**STORED DATA:**
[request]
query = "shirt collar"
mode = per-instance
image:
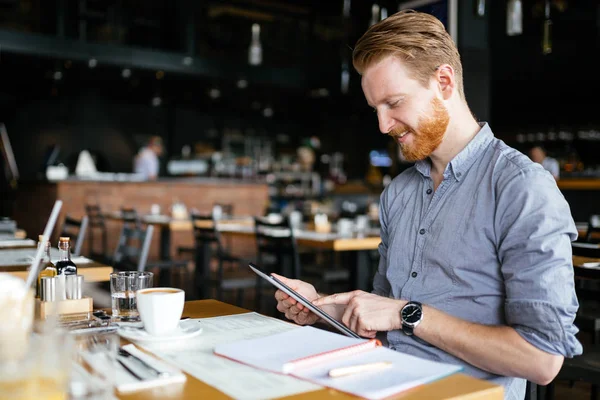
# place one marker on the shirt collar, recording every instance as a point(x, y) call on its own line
point(463, 160)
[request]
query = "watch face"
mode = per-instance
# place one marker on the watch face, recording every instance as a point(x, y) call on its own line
point(411, 313)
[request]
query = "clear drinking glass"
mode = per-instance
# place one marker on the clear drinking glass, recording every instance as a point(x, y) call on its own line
point(123, 286)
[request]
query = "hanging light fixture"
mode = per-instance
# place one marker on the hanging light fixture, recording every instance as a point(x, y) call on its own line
point(383, 13)
point(346, 8)
point(255, 51)
point(547, 39)
point(374, 14)
point(514, 18)
point(480, 8)
point(345, 78)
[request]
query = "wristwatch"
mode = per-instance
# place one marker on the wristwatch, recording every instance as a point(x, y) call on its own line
point(411, 316)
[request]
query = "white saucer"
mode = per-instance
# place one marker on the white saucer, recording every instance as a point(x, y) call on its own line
point(185, 330)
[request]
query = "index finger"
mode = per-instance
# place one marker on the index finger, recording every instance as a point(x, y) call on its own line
point(338, 298)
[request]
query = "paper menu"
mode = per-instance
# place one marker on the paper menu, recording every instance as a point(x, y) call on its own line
point(195, 356)
point(284, 352)
point(406, 372)
point(275, 352)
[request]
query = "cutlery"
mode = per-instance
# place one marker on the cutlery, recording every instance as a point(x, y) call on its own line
point(136, 376)
point(161, 374)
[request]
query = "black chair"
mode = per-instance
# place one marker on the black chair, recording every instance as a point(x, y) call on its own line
point(593, 227)
point(276, 247)
point(232, 274)
point(76, 230)
point(97, 225)
point(130, 217)
point(133, 248)
point(132, 254)
point(583, 368)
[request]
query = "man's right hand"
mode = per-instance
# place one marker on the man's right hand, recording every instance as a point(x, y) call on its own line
point(290, 307)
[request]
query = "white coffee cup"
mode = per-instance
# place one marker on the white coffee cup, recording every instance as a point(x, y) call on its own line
point(160, 309)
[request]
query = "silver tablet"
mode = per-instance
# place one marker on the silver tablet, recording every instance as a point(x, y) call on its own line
point(305, 302)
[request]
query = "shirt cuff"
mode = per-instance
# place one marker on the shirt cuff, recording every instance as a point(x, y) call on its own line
point(546, 326)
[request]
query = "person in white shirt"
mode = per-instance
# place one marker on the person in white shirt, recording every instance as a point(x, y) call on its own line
point(146, 161)
point(538, 155)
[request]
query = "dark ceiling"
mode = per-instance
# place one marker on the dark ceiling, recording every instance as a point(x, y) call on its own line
point(197, 45)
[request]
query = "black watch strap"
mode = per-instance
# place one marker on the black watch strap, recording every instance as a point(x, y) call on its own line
point(407, 329)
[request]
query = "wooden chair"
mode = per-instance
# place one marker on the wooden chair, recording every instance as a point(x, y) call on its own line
point(97, 224)
point(232, 274)
point(133, 248)
point(76, 230)
point(132, 253)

**WORK TO BE COMPLETED:**
Every line above should be duplicated exactly; the pictures are to be left out.

**REPLY:**
[request]
query = "shirt collar"
mode = per-instance
image:
# place one marker on the shirt collar, recording every instance as a point(x, y) call on its own line
point(463, 160)
[request]
query = "watch face"
mode = per-instance
# place one marker on the watch face, recording every instance as a point(x, y) call on its own line
point(411, 313)
[request]
query = "clear drinking glass"
mode = per-instance
# place one marker on the clear drinking glass, recording every instance as a point(x, y) call on its own line
point(123, 286)
[request]
query = "hanging light fixture"
mode = per-instance
# place one marker on the hanging light fixture, recording every instance as a point(x, y) call on its own line
point(383, 13)
point(346, 8)
point(255, 51)
point(547, 39)
point(374, 14)
point(514, 18)
point(480, 8)
point(345, 78)
[request]
query = "wristwatch"
mode = per-instance
# place one marker on the wristwatch, recording every instance as a point(x, y) call on its own line
point(411, 316)
[request]
query = "white saucer"
mode = per-instance
# place one marker on the white saucer, recording every instance as a point(x, y) call on its own line
point(185, 330)
[request]
query = "index finger"
mode = per-instance
# place one marker on the index finger, recording every instance as a point(x, y) call on its own line
point(338, 298)
[request]
query = "paper menu"
mode = per-instance
# place one marker on the paper menu, recording every instance as a point(x, y) call on its own line
point(195, 356)
point(284, 352)
point(406, 372)
point(275, 352)
[request]
query = "cutlery"
mode = per-instance
# place one marker on the cutlery, recording every instance as a point(x, y) call on its own line
point(136, 376)
point(161, 374)
[request]
query = "black chair"
mode = per-instance
# place one marker on the black chair, recording every instance as a point(x, y) call on its own line
point(593, 227)
point(276, 247)
point(232, 274)
point(76, 230)
point(97, 225)
point(130, 217)
point(133, 248)
point(132, 254)
point(583, 368)
[request]
query = "man's right hand"
mode = per-instance
# place one marker on the man's right hand, recording every instance as a point(x, y) call on its own line
point(290, 307)
[request]
query = "white coffee cup"
mode = per-instance
# place one marker on the white coffee cup, recording every instance as a point(x, y) call on its own line
point(160, 309)
[request]
query = "silver tablet"
mode = per-instance
# place one marker on the silver tablet, recording every instance as a point(x, y) call on its own line
point(305, 302)
[request]
query = "shirt cuff"
mode = per-instance
# place one marker on the shirt cuff, recording every instance as a point(x, y) call on its own line
point(546, 326)
[request]
query = "person in white shirt"
mode = per-instance
# place one marker on the person in white shirt, recording every instance as a point(x, y) call on its own line
point(146, 161)
point(538, 155)
[request]
query = "dark ceiling"
mode = per-instance
# place one marker on the dark ceiling, recording every instance as a point(x, y) call on its own line
point(197, 45)
[request]
query = "black watch strap"
mode = per-instance
# place one marker on the black watch strap, recording every instance as a point(x, y) call on its own line
point(407, 329)
[request]
query = "wooden chair"
mode = per-instance
# place one marker on the wooden chair, recording every instance as a point(x, y) call on its own line
point(97, 224)
point(232, 274)
point(133, 248)
point(76, 230)
point(132, 253)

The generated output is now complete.